**WHAT IS EXPECTED**
Report how many of the rows below contain the string "small". Case counts, and the reply should be the number alone.

:: RECORDS SHOWN

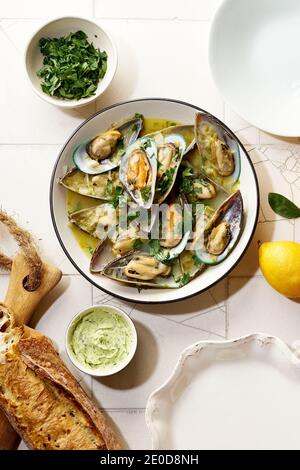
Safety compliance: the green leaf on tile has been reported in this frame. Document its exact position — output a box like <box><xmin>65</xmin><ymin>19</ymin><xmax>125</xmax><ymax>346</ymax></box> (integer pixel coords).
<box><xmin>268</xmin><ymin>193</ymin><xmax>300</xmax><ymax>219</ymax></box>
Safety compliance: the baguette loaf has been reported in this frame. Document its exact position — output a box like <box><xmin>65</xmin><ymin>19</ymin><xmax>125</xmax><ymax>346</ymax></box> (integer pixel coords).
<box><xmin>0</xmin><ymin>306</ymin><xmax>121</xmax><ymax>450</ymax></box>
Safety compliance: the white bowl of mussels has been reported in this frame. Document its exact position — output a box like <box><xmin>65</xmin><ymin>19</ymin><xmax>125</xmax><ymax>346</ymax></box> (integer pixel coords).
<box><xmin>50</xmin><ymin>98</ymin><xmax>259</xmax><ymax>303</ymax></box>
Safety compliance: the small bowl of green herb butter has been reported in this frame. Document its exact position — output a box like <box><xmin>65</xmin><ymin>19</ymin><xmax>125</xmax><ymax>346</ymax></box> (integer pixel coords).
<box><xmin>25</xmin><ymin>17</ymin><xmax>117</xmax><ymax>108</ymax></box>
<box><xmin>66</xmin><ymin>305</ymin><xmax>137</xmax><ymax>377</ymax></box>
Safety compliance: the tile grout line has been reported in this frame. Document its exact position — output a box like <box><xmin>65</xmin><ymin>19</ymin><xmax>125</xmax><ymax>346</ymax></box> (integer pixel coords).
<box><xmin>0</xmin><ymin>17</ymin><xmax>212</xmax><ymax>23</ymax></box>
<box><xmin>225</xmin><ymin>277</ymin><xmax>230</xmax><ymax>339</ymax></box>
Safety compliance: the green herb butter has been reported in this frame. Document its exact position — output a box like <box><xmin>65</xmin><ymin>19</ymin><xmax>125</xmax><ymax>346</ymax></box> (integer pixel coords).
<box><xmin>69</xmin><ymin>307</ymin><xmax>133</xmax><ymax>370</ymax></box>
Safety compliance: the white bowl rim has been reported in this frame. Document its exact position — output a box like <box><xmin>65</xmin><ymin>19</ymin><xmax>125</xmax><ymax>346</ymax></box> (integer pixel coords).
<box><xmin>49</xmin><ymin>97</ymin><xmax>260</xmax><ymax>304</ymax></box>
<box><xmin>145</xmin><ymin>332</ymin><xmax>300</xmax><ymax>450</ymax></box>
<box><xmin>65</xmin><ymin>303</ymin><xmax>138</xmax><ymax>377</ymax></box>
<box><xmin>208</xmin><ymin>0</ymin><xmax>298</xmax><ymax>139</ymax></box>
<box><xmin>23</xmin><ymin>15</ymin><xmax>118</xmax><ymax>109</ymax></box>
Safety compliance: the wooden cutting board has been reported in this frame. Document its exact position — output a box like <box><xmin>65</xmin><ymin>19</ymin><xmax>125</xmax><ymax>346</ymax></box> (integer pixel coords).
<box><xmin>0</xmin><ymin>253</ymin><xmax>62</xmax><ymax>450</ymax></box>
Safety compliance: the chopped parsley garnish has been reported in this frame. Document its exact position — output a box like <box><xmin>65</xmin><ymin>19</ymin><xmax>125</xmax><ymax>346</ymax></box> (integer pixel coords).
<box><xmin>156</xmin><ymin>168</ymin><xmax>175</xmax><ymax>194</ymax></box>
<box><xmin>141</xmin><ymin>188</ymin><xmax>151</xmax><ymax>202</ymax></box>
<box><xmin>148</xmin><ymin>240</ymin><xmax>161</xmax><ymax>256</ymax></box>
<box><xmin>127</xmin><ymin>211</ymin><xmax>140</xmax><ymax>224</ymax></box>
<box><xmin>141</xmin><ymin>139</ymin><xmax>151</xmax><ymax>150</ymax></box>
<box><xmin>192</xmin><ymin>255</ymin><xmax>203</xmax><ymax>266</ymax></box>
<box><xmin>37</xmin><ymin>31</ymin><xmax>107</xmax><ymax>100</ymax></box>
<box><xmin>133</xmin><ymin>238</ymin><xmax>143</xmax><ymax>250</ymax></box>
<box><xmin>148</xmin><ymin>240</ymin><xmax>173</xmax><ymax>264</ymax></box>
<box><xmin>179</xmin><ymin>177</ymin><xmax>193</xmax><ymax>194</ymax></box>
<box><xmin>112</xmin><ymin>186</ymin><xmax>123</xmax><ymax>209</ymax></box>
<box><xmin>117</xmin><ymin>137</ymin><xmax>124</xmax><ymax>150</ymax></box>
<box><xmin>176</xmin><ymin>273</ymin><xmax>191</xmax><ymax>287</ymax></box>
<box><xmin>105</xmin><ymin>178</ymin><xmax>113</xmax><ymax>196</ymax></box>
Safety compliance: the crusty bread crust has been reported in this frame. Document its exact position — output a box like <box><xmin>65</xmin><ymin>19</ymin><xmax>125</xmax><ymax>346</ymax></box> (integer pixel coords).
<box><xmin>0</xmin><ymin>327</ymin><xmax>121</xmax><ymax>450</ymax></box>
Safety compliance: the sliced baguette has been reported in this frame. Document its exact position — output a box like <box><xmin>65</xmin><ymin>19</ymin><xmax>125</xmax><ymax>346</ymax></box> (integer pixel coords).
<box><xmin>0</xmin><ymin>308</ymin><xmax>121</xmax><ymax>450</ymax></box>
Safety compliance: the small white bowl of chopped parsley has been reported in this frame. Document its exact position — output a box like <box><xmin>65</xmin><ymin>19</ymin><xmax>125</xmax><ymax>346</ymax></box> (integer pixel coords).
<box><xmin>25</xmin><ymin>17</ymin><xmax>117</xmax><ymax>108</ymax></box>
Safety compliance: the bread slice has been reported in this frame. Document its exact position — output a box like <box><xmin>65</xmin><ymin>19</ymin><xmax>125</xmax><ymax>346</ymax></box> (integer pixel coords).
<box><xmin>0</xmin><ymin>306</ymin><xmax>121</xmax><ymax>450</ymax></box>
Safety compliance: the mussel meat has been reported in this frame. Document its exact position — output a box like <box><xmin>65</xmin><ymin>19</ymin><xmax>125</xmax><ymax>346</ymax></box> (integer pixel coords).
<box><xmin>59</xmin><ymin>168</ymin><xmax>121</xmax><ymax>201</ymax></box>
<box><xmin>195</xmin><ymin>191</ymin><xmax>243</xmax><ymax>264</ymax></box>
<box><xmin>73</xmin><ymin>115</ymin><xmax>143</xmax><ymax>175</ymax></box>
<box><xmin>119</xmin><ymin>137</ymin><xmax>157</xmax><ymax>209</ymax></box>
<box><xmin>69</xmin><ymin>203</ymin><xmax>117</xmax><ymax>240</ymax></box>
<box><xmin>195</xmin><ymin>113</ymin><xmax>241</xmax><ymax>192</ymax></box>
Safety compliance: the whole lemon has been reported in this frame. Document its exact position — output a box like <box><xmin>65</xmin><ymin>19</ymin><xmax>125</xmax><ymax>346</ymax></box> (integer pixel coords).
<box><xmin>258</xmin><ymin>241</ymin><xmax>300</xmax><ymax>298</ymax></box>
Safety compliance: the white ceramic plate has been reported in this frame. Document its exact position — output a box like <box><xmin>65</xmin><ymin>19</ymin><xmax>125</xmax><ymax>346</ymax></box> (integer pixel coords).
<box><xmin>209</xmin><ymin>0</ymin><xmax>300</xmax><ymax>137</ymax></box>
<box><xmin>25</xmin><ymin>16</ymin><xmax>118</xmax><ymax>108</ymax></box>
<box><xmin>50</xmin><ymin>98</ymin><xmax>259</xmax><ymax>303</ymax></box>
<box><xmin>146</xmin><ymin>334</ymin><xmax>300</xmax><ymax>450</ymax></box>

::::

**THE RESPONSE**
2